(Excerpt)
* start *

Question for the line array guys (1 Viewer)

[RichardHOS]

Really have no idea why this thought came up... probably because it's late and my brain is beginning to short circuit.

Anyway, I understand the physical basis of comb filtering. I also understand that for line arrays there typically seems to be a concerted effort to keep the center to center distances of the drivers within a certain percentage of the wavelength of the upper end of their desired response, say 25%. Not sure if a -30dB or -40dB down target is used before comb filtering begins, or if the target is right at the crossover frequency.

In any case, this is the question that at the moment I can't seem to answer for myself... why use the center to center distance at all? I know that for the wavelengths involved the driver will act like a point source due to its size, but in reality it isn't a point source. It has a distributed radiating area, and part of that area is adjacent to part of the next driver's area.

To illustrate better my question, imagine for a moment that the drivers were square. A single driver would still model and behave like a point source, but a line of them would have distributed radiating area of a nearly continuous surface from top to bottom of the line. I wouldn't expect comb filtering in the vertical direction in that case anymore than I would for large planar drivers with continuous diaphragms, except for very, very high frequencies.

So a line of round drivers isn't quite as continuous as a line of square drivers, but it's less broken than a string of point source radiators with center to center separation.

* end *

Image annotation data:
* start *

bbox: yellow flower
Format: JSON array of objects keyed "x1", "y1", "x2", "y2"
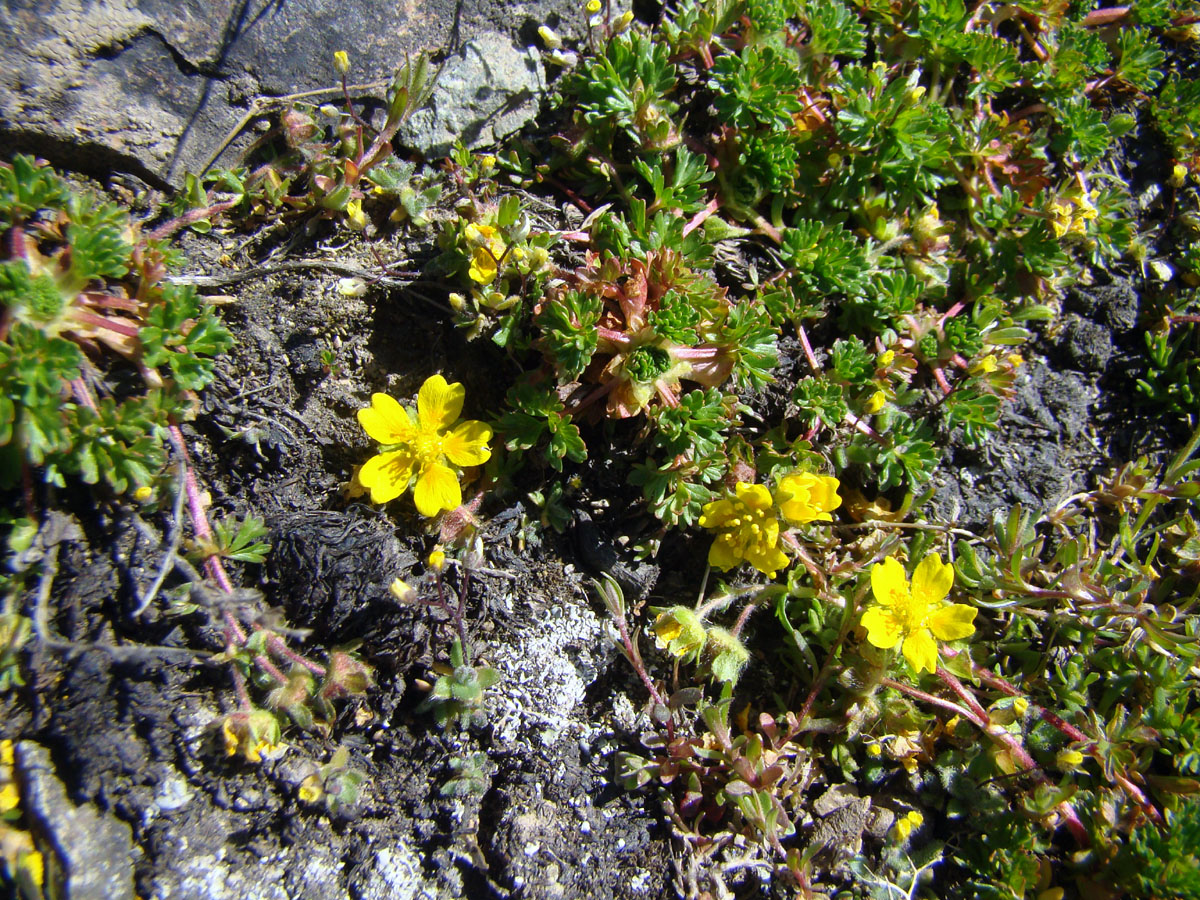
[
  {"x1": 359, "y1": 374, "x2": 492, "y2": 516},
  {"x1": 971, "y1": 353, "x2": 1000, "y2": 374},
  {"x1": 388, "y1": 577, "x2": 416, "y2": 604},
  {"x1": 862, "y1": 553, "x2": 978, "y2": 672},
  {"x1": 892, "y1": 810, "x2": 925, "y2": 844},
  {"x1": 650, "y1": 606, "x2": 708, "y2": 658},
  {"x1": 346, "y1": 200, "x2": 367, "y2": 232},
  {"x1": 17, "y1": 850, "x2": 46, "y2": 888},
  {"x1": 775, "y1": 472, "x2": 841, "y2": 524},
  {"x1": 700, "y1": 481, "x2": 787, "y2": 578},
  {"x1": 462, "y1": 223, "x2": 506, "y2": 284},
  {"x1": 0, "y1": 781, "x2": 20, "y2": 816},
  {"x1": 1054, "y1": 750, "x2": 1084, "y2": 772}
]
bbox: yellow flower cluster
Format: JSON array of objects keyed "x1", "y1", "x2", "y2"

* end *

(Short problem A) Quote the line array post verbatim between "In any case, this" and "next driver's area.", inclusive.
(Short problem B) In the line array post, what percentage of the wavelength is offered as an example limit for the center-to-center distance between drivers?

(Written solution A)
In any case, this is the question that at the moment I can't seem to answer for myself... why use the center to center distance at all? I know that for the wavelengths involved the driver will act like a point source due to its size, but in reality it isn't a point source. It has a distributed radiating area, and part of that area is adjacent to part of the next driver's area.

(Written solution B) 25% of the wavelength at the upper end of the desired response.